▶ _INFORMATION SHOWN_
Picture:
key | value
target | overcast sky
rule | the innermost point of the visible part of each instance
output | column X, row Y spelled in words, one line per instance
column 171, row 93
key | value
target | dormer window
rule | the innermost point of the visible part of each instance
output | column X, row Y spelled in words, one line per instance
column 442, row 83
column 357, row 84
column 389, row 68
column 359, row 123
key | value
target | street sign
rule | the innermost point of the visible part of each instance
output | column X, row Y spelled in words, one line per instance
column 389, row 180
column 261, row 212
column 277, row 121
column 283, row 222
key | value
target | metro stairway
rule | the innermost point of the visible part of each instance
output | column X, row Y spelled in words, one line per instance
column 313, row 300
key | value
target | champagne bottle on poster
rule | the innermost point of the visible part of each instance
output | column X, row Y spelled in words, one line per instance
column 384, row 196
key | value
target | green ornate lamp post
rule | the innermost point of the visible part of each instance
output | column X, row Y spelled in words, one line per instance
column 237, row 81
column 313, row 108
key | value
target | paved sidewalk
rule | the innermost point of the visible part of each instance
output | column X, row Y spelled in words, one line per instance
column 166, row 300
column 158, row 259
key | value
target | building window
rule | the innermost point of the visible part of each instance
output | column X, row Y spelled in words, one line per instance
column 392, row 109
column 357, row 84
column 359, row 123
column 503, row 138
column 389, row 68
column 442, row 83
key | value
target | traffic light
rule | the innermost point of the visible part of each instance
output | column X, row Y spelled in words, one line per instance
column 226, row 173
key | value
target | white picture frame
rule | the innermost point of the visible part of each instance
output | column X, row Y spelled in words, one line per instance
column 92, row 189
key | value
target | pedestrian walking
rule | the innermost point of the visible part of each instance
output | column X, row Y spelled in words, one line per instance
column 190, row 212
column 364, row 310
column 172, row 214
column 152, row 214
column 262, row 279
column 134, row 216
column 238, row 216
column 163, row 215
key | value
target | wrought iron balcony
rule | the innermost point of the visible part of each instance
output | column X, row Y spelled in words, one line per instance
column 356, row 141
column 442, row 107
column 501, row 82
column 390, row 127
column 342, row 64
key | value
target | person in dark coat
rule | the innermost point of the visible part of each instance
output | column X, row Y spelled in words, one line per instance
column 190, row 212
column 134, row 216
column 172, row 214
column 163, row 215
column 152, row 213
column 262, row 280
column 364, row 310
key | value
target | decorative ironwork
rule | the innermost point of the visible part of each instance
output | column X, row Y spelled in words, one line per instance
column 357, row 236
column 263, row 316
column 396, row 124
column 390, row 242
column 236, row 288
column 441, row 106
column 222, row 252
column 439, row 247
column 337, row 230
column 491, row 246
--
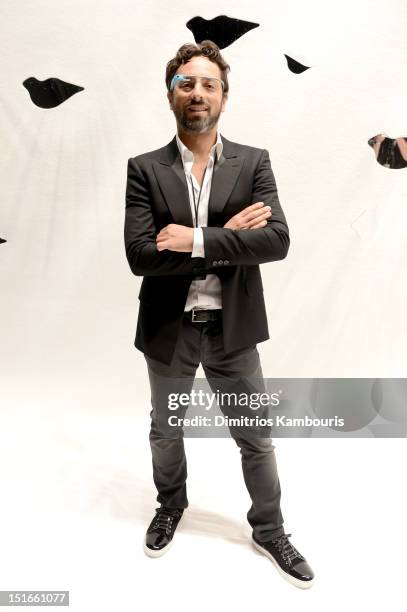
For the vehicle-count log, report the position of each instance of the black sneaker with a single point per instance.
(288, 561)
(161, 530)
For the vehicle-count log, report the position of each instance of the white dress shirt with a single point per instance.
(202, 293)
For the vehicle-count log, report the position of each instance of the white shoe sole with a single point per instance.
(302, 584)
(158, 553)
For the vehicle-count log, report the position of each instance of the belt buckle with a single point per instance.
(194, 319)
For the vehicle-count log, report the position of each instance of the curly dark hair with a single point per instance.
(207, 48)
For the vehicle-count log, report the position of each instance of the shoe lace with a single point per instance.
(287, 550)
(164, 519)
--
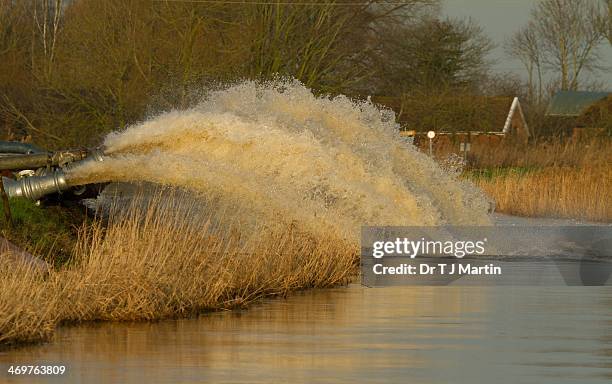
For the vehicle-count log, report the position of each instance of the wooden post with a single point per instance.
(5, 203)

▶ _EXERCISE_
Please report all lines in the entries where "window" appears.

▶ _TASK ANSWER_
target | dormer window
target | building window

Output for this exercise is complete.